## ZU BEARBEITENDE AUFGABE
Wie viele Tests bestellt Österreich laut dem bereitgestellten Auszug bis April, und von wie vielen Lieferanten?

## BEREITGESTELLTER AUSZUG
------------

Nach wie vor sei von den zuständigen Stellen im Bund nicht einmal genau zu erfahren, welche Unterlagen und Studien für die Zulassung benötigt werden, so Geschäftsführerin Angela Bodmann gegenüber dem Bayerischen Rundfunk. Österreich bestelle bereits solche Tests: bis April 40 Millionen Stück von 60 Lieferanten, unter anderem Bodmann.

BR

Zurzeit prüft das Bundesinstitut für Arzneimittel und Medizinprodukte laut Tagesschau rund 30 Anträge. Noch müsse geklärt werden, ob sie auch von Laien sicher und zuverlässig angewendet werden können.

------------

## BEREITGESTELLTES MATERIAL
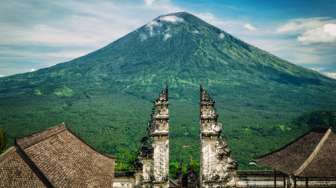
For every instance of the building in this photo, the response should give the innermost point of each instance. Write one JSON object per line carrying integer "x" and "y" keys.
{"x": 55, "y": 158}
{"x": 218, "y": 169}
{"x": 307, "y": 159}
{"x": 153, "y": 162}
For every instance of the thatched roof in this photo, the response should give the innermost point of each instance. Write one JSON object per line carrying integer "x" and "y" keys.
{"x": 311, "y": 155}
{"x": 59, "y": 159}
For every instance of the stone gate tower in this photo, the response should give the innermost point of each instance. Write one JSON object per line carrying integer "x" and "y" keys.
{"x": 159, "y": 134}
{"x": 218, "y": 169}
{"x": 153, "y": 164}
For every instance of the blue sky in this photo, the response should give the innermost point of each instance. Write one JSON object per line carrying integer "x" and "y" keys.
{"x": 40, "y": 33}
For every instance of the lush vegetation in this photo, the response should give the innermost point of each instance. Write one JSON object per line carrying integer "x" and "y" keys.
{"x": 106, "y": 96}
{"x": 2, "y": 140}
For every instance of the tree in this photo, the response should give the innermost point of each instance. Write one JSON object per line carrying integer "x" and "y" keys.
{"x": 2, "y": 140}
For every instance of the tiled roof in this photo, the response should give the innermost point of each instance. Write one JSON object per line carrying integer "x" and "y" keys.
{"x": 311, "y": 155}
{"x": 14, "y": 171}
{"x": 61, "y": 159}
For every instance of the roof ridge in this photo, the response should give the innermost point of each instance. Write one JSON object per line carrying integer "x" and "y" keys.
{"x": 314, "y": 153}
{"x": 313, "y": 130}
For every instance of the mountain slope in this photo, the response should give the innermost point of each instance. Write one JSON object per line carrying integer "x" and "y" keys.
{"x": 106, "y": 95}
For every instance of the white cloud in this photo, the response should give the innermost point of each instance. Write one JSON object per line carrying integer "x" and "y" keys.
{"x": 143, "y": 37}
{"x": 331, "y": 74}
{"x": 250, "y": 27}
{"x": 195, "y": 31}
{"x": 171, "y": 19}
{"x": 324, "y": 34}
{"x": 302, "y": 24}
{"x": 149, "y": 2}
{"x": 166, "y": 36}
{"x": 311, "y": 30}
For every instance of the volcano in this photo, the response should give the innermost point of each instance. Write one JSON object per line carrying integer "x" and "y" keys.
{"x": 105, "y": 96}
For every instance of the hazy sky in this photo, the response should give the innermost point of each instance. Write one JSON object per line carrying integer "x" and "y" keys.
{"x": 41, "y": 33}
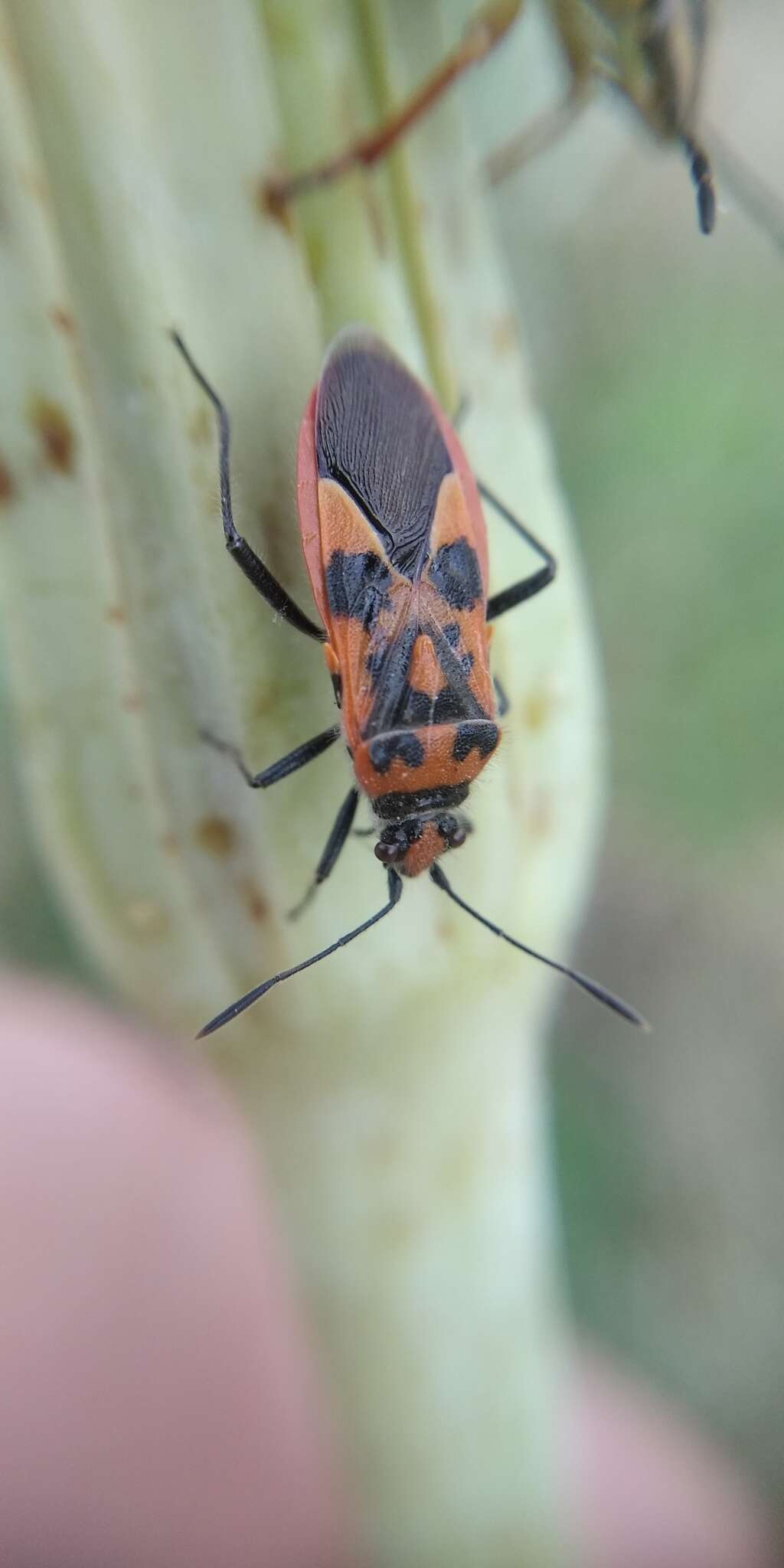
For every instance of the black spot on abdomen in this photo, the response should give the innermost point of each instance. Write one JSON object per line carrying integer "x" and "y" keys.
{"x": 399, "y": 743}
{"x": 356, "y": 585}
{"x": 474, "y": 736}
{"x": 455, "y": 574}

------------

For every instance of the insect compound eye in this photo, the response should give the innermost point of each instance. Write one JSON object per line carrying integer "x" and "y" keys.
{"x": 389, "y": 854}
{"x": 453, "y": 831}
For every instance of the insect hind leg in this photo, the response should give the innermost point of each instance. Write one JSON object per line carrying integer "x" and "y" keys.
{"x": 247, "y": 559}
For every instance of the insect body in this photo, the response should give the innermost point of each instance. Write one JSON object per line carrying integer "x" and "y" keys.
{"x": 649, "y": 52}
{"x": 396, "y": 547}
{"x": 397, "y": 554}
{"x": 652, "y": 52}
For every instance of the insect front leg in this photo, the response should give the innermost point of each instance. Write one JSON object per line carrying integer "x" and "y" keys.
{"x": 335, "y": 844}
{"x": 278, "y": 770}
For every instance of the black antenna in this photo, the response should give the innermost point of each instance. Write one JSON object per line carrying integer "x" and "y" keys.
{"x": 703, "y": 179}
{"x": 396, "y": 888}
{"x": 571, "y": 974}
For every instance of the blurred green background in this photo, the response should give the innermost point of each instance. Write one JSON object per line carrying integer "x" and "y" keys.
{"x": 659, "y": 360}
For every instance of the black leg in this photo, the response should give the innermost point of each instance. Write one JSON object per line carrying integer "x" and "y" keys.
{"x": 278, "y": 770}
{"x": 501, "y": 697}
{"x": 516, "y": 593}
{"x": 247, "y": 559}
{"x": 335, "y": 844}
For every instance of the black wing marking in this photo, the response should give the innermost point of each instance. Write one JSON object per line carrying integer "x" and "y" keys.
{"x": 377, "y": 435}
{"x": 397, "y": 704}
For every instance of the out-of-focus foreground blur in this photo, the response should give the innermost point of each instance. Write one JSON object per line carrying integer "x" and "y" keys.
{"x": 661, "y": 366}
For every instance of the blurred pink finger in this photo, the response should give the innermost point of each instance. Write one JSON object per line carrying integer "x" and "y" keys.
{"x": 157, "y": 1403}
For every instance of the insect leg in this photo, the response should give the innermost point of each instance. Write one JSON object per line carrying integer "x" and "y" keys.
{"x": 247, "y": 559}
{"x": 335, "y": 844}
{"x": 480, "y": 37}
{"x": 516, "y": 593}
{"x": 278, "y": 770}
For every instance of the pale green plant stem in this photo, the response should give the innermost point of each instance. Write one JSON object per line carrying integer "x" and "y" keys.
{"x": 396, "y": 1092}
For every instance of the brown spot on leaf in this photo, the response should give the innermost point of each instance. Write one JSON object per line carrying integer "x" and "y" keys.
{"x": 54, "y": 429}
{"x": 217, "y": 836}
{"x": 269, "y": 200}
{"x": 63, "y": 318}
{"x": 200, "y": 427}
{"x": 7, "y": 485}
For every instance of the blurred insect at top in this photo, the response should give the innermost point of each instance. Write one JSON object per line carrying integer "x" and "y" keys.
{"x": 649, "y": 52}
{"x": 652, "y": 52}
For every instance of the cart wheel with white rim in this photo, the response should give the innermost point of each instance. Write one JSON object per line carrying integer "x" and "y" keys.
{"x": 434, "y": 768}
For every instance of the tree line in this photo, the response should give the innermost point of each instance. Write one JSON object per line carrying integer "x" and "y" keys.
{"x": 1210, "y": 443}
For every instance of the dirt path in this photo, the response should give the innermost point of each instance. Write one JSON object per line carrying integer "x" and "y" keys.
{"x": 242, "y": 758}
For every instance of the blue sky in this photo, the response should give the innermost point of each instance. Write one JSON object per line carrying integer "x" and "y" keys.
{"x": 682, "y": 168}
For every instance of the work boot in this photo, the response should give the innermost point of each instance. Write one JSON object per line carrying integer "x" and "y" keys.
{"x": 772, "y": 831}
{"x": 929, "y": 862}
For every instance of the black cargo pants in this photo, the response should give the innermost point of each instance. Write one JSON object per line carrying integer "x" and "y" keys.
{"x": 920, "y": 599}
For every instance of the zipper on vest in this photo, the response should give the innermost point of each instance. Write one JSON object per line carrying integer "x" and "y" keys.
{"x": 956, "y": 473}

------------

## ERGEBNIS DER AUFGABE
40 Millionen Stück von 60 Lieferanten.